# Records start

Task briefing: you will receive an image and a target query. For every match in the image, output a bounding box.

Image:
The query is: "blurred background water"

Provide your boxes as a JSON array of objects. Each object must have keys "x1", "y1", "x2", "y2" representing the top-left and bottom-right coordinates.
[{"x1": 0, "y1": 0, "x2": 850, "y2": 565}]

# Records end

__Exercise goal__: Recast the entries above as a two-column CSV with the headers entry_text and answer, one row per entry. Put each entry's text and its answer in a single quoted field apiece, with line breaks replaced by spaces.

__Correct output__:
entry_text,answer
"Task briefing: you will receive an image and a target query. For every match in the image, output a bounding box. Image: The query is: ""blurred background water"" Provide your boxes as a JSON array of objects. Each object must have keys ""x1"", ""y1"", ""x2"", ""y2"" representing the top-left and bottom-right coordinates.","[{""x1"": 0, ""y1"": 0, ""x2"": 850, ""y2"": 565}]"